(Dataset entries)

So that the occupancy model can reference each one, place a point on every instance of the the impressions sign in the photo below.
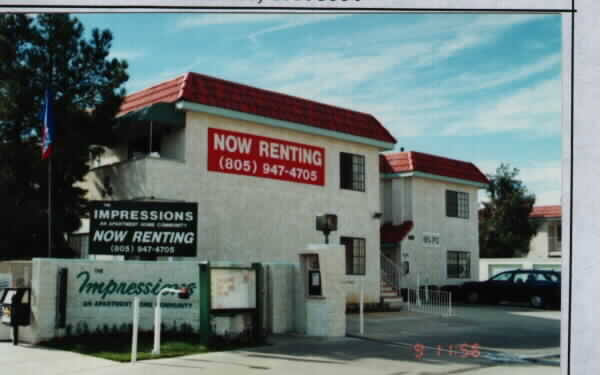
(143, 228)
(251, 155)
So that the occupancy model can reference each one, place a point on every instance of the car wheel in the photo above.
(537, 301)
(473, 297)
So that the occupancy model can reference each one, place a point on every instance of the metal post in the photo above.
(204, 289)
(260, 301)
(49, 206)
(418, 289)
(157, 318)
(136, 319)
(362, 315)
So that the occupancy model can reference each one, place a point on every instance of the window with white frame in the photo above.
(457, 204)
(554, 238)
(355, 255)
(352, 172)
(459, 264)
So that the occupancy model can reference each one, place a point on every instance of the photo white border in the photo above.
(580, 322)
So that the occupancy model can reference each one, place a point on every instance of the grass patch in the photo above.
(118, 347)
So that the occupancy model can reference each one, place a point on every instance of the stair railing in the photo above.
* * *
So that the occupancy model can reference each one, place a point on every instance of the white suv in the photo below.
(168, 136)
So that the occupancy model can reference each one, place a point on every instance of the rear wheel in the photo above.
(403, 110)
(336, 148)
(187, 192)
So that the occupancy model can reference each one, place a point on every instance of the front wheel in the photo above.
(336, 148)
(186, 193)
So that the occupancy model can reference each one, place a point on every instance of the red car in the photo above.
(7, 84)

Aim of the exercise — The copy should hold only the lines from the one with "sign in the photo below." through the one with "railing in the photo above.", exactly as they stand above. Leave out the pictures.

Finished task —
So that the occupancy model can reference each one, place a point on every instance of the the impressions sign in the photo below.
(143, 228)
(251, 155)
So that the occupancy model can reference each one, place a point on every instance of the car wheel in the photo above.
(537, 301)
(473, 297)
So that the occupancy model can reference each one, place a point on every instance of the metal post in the photo above.
(204, 289)
(260, 301)
(49, 206)
(418, 289)
(157, 318)
(136, 319)
(362, 315)
So that the occupancy model can reference each one, place a point on every instance of the window with white frame in the photo above.
(457, 204)
(554, 238)
(355, 255)
(352, 172)
(459, 264)
So that the occupancy model can reference each one, place a point on every instance of the photo white border in the photo above.
(580, 322)
So that the occupancy model can reference each one, place a point on every instance of the grass patch in the photo above.
(118, 347)
So that the occupancy model can reference each one, place a point on every instance of the stair railing in the photo above.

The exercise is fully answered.